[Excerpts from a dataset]
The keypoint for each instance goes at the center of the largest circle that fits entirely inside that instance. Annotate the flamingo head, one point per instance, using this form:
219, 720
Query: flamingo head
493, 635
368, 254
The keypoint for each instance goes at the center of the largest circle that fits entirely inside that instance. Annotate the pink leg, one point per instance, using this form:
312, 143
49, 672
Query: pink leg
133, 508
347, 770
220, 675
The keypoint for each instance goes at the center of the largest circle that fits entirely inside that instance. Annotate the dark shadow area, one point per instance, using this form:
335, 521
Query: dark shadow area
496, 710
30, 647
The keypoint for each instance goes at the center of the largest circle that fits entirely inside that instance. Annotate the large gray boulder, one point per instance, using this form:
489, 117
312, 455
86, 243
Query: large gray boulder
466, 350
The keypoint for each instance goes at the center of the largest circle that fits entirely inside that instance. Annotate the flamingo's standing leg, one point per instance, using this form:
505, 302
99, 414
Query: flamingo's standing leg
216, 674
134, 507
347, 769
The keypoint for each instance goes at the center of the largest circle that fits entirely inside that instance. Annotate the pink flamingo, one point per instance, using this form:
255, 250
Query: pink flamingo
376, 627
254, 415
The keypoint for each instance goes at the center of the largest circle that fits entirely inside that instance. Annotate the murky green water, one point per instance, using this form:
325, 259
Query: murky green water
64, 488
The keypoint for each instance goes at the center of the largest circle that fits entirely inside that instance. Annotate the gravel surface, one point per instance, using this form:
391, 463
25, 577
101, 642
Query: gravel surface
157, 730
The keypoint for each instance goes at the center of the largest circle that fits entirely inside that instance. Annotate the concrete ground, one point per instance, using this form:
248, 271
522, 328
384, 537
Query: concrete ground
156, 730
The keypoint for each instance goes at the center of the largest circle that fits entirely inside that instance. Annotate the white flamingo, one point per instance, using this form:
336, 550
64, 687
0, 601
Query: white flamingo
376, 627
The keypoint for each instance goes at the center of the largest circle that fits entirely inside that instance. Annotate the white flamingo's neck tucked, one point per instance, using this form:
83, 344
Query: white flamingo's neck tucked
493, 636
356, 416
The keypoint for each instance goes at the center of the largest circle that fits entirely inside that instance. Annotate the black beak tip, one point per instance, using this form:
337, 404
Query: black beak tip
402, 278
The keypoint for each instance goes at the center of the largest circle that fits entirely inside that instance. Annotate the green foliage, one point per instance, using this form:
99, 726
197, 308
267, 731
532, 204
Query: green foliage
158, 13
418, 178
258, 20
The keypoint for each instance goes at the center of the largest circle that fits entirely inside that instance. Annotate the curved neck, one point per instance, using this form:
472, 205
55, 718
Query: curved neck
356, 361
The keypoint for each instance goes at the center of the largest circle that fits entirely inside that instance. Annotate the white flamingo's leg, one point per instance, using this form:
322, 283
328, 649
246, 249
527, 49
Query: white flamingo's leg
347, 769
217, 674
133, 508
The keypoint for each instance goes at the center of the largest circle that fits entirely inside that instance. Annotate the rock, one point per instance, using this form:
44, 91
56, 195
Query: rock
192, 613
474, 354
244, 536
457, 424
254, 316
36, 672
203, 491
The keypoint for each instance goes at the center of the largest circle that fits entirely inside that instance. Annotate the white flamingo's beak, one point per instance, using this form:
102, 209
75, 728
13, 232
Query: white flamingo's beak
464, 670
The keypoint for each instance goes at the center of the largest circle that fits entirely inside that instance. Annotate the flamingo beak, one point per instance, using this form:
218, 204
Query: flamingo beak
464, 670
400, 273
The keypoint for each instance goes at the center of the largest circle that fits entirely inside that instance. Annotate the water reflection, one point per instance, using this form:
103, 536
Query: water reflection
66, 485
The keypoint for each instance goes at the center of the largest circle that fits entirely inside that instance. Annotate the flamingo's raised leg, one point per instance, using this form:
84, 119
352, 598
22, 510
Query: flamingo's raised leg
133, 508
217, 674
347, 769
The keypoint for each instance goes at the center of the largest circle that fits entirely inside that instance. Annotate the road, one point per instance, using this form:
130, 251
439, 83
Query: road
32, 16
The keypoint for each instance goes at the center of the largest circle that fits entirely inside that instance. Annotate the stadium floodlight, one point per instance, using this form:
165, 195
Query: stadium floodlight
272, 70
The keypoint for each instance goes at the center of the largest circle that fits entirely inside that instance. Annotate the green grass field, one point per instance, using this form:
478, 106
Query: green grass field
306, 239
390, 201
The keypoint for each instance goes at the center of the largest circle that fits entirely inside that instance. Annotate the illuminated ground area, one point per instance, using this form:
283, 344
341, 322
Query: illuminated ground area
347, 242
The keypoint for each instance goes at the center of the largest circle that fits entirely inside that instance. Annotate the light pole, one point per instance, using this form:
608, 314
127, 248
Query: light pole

## Your goal
Write out the data once more, word for word.

## Written solution
The keypoint for each instance goes at the center of the largest circle that fits entirely inside that instance. Annotate the flamingo head, one point per instance, using this form:
219, 720
Query: flamingo head
493, 635
368, 254
The keypoint for each instance goes at the center of the largest circle that fits entirely inside that instance. Annotate the pink leg, one point per instance, using this form:
312, 143
49, 672
Query: pink leg
133, 508
347, 770
220, 675
The keypoint for each instance goes at the center of the largest circle that fits entirely inside that instance. Annotate the dark shadow area, one point per instance, using this form:
335, 521
Query: dark shadow area
496, 710
30, 647
The keypoint for each instance goes at the center of the largest circle that fits entirely inside that instance. Annotate the large gray boulder, one point per instance, using this form:
489, 117
312, 455
86, 243
Query: large gray boulder
466, 350
The keypoint for each instance goes at the center of the largest circle that fits entirely inside that instance. Annotate the flamingo's standing leg, one point per instance, using this form:
505, 302
99, 414
Query: flamingo's standing leg
216, 674
134, 507
347, 769
The keypoint for each instance goes at the center of the largest circle that fits entirely inside that instance. Annotate the pink flamingo, one point per instance, using this form:
255, 250
Query: pink flamingo
376, 627
254, 415
The keypoint for each instance goes at the center of the largest circle that fits entirely inside that instance. Annotate the murky green water, one point per instance, using this form:
325, 259
Query: murky green water
64, 488
The keypoint for each instance goes at the center of the largest circle that fits entirely inside that instance. Annotate the gravel surface, one point per instance, using this form:
391, 463
25, 577
101, 642
Query: gravel surface
157, 730
The keypoint for each instance goes at the center of the largest circle that fits entirely inside that instance. Annotate the concrete ground, one point per instance, using this form:
248, 271
522, 328
384, 537
Query: concrete ground
156, 730
The keypoint for each instance goes at the center of the largest circle that fits entirely inside that instance. Annotate the white flamingo, one point per instance, using this form:
336, 550
64, 687
0, 601
Query: white flamingo
376, 627
The keypoint for each instance goes at the center of the largest circle that fits entirely inside that instance. Annotate the white flamingo's neck tucked, one point per instance, using this form:
83, 344
Query: white flamingo's neck tucked
493, 636
356, 416
The keypoint for each instance goes at the center of the largest circle that fits entirely inside that instance. Annotate the black beak tip, one point per instance, using this form:
337, 404
Query: black beak tip
402, 278
The keypoint for each instance goes at the center of the largest circle that fits entirely inside that instance. Annotate the green foliage, one point per instance, using this form:
99, 726
197, 308
267, 731
532, 204
Query: green foliage
158, 13
418, 178
258, 20
The keypoint for each instance goes at the center of the largest circle that fits entirely inside that instance. Annotate the curved neck, one point per instance, using this form:
472, 205
55, 718
Query: curved neck
356, 361
The keypoint for each instance goes at the center of the largest circle that fits entirely inside that instance. Annotate the white flamingo's leg, one point per instance, using this form:
322, 283
328, 649
246, 249
527, 49
Query: white flamingo's leg
347, 769
217, 674
133, 508
The keypoint for each instance goes at the center of the largest circle that fits entirely inside that instance. Annotate the rock, one point per instance, using this form:
44, 91
56, 195
Query: rock
192, 613
474, 354
244, 536
457, 424
254, 316
36, 672
203, 491
The keypoint for each instance goes at the center of the largest circle that fits entirely inside that instance. Annotate the white flamingo's beak, one point per instance, using this form:
102, 209
75, 728
13, 232
Query: white flamingo's beak
464, 670
The keypoint for each instance goes at the center of the largest circle that fits entirely inside that instance. Annotate the flamingo beak, one point per instance, using this form:
218, 204
Query: flamingo beak
464, 670
400, 273
The keypoint for each instance goes at the center of the largest circle that fits entirely inside that instance. Annotate the water reflection, one point per instance, using this form:
103, 536
Query: water reflection
66, 485
The keypoint for each instance goes at the center of the largest circle that fits entirely inside that instance. Annotate the flamingo's raised leg, one point per instance, using this form:
84, 119
352, 598
22, 510
Query: flamingo's raised leg
133, 508
217, 674
347, 769
The keypoint for each instance goes at the center of the largest circle that fits entirely inside that instance. Annotate the road, one point per instance, using this form:
130, 251
439, 83
Query: road
32, 16
The keypoint for each instance goes at the center of the largest circle that fits entirely inside that instance. Annotate the stadium floodlight, one point per instance, using this form:
165, 195
Query: stadium floodlight
272, 70
The keypoint for each instance goes at the center of the largest circle that fits entirely inside that instance. Annotate the green grass field, one point per instance, using this form:
478, 106
Query: green grass field
306, 239
390, 201
The keypoint for each instance goes at the center of the largest circle that fits entirely inside that instance. Annotate the illuminated ground area, one point per instance, using this form:
283, 344
341, 322
Query: illuminated ground area
347, 242
The keypoint for each instance goes at the center of the largest circle that fits entirely inside that instance. Annotate the light pole, one point per instance, using this form:
608, 314
127, 248
Query: light pole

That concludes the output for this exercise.